■ GIVEN TASK
Copy out every record below, word for word.

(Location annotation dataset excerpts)
▶

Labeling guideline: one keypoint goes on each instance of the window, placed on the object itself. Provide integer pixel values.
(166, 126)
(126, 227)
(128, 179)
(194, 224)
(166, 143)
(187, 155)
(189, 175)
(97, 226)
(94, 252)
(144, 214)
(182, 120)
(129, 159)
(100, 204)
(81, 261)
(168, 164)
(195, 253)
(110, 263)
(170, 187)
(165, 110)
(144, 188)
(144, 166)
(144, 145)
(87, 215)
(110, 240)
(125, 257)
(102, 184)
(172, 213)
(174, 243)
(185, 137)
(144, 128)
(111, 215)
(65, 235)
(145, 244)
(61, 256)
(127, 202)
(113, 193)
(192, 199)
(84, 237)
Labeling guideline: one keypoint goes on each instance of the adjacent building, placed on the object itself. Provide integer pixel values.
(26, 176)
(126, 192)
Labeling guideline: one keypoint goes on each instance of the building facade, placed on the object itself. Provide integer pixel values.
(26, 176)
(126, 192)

◀

■ EXERCISE SOLUTION
Labeling guideline: one keypoint goes on each instance of the window, placed on the object itself. Provide integer pixel values.
(166, 126)
(126, 227)
(128, 179)
(194, 224)
(166, 143)
(187, 155)
(189, 175)
(97, 226)
(94, 252)
(144, 214)
(182, 120)
(129, 159)
(100, 204)
(81, 261)
(168, 164)
(195, 253)
(110, 263)
(170, 187)
(165, 110)
(144, 188)
(144, 166)
(144, 145)
(87, 215)
(110, 240)
(125, 257)
(102, 184)
(172, 213)
(174, 243)
(185, 137)
(144, 128)
(111, 215)
(65, 235)
(145, 244)
(61, 256)
(127, 202)
(113, 193)
(192, 199)
(84, 237)
Labeling guideline: one keypoint goes on each instance of the adjacent building, placed on the object itself. Provide integer pixel values.
(26, 176)
(126, 192)
Labeling guideline: one keypoint goes on each instance of the building facade, placed on the object itself. Provide integer pixel values.
(26, 176)
(126, 192)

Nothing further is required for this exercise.